16. Memorandum submitted by Professor
G R Sullivan
1. AGGRAVATED
HEALTH AND
SAFETY OFFENCES
The proposals for an offence of corporate manslaughter
in Cm 6497 assume that the current law of corporate manslaughter
and offences relating to health and safety provide an insufficient
deterrent for companies and other organisations whose activities
are responsible for avoidable deaths. On that assumption, a straightforward
way of increasing the deterrent force of the criminal law in the
contexts of industrial, extractive and transportation deaths would
be to create aggravated versions of current safety laws for situations
when the failure of an organisation to comply with legally prescribed
standards is a cause of death. There is a familiar precedent from
road traffic offences as when, for example, the offence of dangerous
driving is upgraded to the more serious offence of causing death
by dangerous driving when the dangerous manner of driving is causally
linked to a death. Accordingly, the Health and Safety at Work
Act 1974 and cognate legislation could be amended to provide for
aggravated offences with increased penalties whenever a failure
on the part of the company or organisation to provide a reasonably
practicable safe system of work constituted a cause of death.
Prosecutions would be brought against the organisation and/or
responsible individuals. The principal advantage of such offences
is that they are merely additions to a long established body of
law and practice and would be unlikely to give rise to the uncertainties,
protracted trials and appeals that are likely to arise following
the enactment of a refashioned offence of corporate manslaughter
on the lines the Home Office proposes. Aggravated health and safety
offences should be seriously considered as alternatives or supplements
to corporate manslaughter. See further Glazebrook at [2002] Cambridge
Law Journal, 405-422.
2. CORPORATE
MANSLAUGHTER BILL
Below are comments on some clauses in the Bill.
Cl.1(2)(b). A notable omission from the
organisations listed in the schedule are police forces. The explanation
given in Cm 6497 are the difficulties arising from the current
legal status of police forces. If possible these difficulties
should be addressed prior to the enactment of the Bill to avoid
this important matter lying indefinitely in the long grass.
Cl.1(4). Confining liability for corporate
manslaughter to the organisation itself and limiting the sanction
to a fine is bound to lessen the deterrent effect of the offence.
★ ★ ★ ★ ★
- _SET OF TASKS_
(A) Translate this sentence from the corporate manslaughter memorandum into Spanish: "Prosecutions would be brought against the organisation and/or responsible individuals."
(B) In the corporate manslaughter memorandum, reproduce the stretch from "Cl.1(2)(b). A notable" through "the long grass." word for word.

- _DATA EXCERPT_
★ ★ ★ ★ ★
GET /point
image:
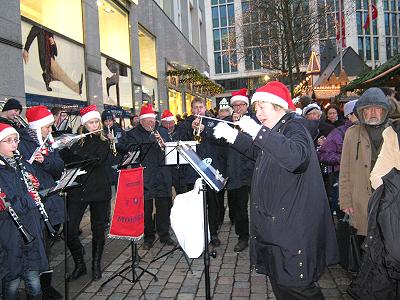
★ ★ ★ ★ ★
- _ANSWERS FOR THE EXERCISE_
(A) Se iniciarían procesos judiciales contra la organización y/o contra las personas responsables.

(B)
Cl.1(2)(b). A notable omission from the
organisations listed in the schedule are police forces. The explanation
given in Cm 6497 are the difficulties arising from the current
legal status of police forces. If possible these difficulties
should be addressed prior to the enactment of the Bill to avoid
this important matter lying indefinitely in the long grass.